Task statement.
Answer these questions from the article on New Mexico's 2020 legislative session:
(a) How much spending does this year's budget bill provide for?
(b) What was the Senate vote on House Bill 2?
(c) After the red-flag bill was amended, who can petition the court for an emergency order?

Selected passage.
++++++

The 2020 session of the New Mexico Legislature adjourned at noon on Friday, Feb. 21.

The Legislature alternates between 60-day and 30-day sessions. This year was a 30-day session, which is intended to focus primarily on the state budget. All bills not directly tied to the budget have to be approved by the governor to be heard. Bills without approval are found to be not germane and will have to wait until next year’s 60-day session.

Here’s a look at how our lawmakers voted on the major bills under consideration this year and at the bills they sponsored.

The budget, which is always House Bill 2, is always the main reason for the 30-day session. All the other bills can fail, but if they don’t pass HB2, it means nobody gets to go home at noon.

With Democrats in control of the House and Senate, you might think that’s a fairly harmonious process. It isn’t. The bill starts in the House and ends in the Senate, giving senators the belief that they have the final say. And that doesn’t always go over well in the House.

This year’s bill was finalized in the pre-dawn hours the day before the session came to a close. It provides for $7.6 billion in spending, an 8 percent increase from the current fiscal year.

Spending on public schools has been increased by 7 percent, and now totals $3.5 billion. The budget also includes a 4 percent increase for most teachers, school staff and state government workers.

House Bill 2 passed 46-24 in the House and 35-7 in the Senate.

Marujuana legalization was perhaps the most discussed issue heading into the session. Gov. Michelle Lujan Grisham had formed a task force to gather public input from around the state and put together recommendations for a bill. She then took the lead in advocating for passage of the bill.

Sheriff Kim Stewart was a member of that task force, but she didn’t agree with its final conclusions. Stewart went public with her concerns that the state was not ready for legalization shortly before the session started.

Sen. Joseph Cervantes had many of the same concerns. And, as the newly installed chairman of the Senate Judiciary Committee, his opposition to the bill proved fatal. Cervantes and fellow Democrat Richard Martinez joined with Republicans in tabling the bill.

Cervantes had a number of specific concerns about the details of the bill. It’s not clear whether, if those details were resolved to his liking, he would then support legalization.

What is clear is that Lujan Grisham is not giving up, and another bill like this one will be back in front of the Judiciary Committee next year.

Perhaps the most controversial bill of the session was the so-called red-flag gun law, which gives judges authority to issue emergency orders to temporarily remove firearms from those deemed to be a threat to themselves or others.

The bill drew passionate protests from gun-rights advocates and from county sheriffs who said they would refuse to enforce it if passed, just as they have refused to enforce a background-check bill passed last year,

The bill was amended to remove an initial provision that would have allowed family members to petition for an emergency order. Now, only law enforcement can petition the court. Advocates say that change will mean emergency orders will never be issued in areas of the state where sheriffs oppose the process.

Cervantes and the governor were on the same side this time. He was a cosponsor of the bill, and he helped lead the effort to get it passed.

++++++

Material.

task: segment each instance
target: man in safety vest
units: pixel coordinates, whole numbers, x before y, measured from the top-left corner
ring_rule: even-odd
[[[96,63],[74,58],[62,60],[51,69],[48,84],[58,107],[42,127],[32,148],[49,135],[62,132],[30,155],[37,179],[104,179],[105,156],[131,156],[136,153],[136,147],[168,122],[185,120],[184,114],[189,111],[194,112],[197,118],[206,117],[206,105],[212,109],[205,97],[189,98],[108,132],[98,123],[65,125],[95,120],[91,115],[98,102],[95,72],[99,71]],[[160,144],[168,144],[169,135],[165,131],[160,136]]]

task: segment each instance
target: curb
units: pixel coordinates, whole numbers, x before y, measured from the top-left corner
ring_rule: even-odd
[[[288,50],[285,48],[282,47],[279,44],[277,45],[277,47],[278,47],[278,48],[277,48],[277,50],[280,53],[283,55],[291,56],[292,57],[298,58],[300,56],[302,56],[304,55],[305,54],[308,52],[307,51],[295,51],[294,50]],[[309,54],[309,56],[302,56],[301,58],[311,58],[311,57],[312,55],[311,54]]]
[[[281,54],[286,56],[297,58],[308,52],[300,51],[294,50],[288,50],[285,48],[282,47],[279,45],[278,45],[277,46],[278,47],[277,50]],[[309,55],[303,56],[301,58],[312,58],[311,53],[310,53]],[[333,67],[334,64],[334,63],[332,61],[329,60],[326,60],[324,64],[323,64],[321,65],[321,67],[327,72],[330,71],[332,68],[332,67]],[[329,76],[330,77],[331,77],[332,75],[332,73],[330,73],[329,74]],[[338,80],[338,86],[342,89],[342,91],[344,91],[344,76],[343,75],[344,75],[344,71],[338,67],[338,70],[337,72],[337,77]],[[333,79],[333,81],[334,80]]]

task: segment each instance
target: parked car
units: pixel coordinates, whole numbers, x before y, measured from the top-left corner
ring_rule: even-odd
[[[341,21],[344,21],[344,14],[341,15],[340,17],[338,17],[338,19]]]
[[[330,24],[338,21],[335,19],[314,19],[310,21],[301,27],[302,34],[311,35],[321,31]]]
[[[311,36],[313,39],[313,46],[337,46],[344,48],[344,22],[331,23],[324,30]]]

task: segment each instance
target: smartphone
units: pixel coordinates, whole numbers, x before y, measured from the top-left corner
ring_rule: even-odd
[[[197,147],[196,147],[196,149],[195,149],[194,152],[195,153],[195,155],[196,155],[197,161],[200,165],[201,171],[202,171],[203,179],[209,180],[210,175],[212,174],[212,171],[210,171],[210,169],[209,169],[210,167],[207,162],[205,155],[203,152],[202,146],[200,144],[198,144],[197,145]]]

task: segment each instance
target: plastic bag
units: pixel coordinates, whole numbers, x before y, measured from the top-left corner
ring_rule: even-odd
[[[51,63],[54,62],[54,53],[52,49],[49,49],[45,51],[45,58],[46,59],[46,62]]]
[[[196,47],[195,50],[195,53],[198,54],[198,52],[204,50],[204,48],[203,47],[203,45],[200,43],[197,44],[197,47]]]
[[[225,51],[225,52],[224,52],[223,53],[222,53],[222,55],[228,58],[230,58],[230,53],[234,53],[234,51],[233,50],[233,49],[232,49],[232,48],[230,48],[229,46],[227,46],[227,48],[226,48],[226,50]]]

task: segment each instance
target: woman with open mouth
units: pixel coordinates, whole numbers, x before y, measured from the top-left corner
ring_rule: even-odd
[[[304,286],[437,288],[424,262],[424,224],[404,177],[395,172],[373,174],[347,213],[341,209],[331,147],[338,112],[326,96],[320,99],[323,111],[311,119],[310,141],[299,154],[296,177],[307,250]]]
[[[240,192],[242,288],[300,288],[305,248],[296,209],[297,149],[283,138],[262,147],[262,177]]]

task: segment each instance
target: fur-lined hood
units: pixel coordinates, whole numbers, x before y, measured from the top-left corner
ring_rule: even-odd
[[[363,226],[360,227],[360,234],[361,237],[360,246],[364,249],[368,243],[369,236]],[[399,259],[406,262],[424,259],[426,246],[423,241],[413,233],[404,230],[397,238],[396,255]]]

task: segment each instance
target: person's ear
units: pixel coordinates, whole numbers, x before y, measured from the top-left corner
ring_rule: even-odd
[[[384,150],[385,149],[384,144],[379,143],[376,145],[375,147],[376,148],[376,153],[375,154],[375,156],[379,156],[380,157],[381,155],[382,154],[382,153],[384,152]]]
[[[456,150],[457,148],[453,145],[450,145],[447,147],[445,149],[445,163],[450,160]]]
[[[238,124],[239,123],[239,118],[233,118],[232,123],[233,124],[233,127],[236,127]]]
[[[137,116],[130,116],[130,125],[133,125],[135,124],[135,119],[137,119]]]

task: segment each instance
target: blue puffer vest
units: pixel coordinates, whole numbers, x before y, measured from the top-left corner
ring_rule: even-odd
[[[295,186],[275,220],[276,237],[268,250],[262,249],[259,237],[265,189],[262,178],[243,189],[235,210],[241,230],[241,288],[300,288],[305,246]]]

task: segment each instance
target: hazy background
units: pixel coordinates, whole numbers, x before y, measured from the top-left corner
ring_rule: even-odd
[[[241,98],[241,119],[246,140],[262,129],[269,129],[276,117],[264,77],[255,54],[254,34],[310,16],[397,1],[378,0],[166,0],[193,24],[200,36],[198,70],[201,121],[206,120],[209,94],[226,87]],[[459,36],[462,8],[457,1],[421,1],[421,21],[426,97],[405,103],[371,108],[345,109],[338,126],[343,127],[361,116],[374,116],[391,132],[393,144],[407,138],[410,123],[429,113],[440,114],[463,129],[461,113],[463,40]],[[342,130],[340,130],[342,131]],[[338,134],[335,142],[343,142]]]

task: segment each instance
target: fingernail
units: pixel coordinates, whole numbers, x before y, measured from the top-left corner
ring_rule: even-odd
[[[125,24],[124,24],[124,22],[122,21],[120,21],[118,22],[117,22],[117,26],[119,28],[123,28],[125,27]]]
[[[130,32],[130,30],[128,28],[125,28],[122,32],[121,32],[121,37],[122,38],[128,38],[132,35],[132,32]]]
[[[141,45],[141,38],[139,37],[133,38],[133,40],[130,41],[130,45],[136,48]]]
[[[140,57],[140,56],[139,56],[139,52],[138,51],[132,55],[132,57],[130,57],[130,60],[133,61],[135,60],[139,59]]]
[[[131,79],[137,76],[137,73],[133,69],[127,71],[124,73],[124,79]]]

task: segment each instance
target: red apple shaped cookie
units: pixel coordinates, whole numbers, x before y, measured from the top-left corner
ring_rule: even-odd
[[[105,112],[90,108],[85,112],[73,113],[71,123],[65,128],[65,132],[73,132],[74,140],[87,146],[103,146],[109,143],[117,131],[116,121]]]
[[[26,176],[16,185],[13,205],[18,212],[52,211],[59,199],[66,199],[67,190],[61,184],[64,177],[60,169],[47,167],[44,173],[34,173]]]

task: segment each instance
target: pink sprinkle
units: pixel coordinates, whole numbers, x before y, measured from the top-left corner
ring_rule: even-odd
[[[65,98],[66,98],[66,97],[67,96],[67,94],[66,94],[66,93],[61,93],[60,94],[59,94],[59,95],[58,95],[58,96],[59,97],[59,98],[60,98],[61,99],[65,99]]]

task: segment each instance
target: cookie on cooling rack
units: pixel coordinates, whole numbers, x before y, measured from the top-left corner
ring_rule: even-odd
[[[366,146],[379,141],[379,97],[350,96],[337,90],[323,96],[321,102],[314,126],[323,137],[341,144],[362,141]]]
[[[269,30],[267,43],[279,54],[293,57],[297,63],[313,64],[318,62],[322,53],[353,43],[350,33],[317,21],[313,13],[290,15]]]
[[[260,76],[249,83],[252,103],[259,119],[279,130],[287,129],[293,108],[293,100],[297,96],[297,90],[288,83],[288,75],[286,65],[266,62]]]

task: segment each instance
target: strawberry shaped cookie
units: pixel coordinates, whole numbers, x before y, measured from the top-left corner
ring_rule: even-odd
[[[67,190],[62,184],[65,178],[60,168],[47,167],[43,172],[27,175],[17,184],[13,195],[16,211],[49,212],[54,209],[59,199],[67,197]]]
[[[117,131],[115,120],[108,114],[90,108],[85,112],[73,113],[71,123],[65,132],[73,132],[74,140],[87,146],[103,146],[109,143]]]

++++++

Response to the task.
(a) $7.6 billion
(b) 35-7
(c) Only law enforcement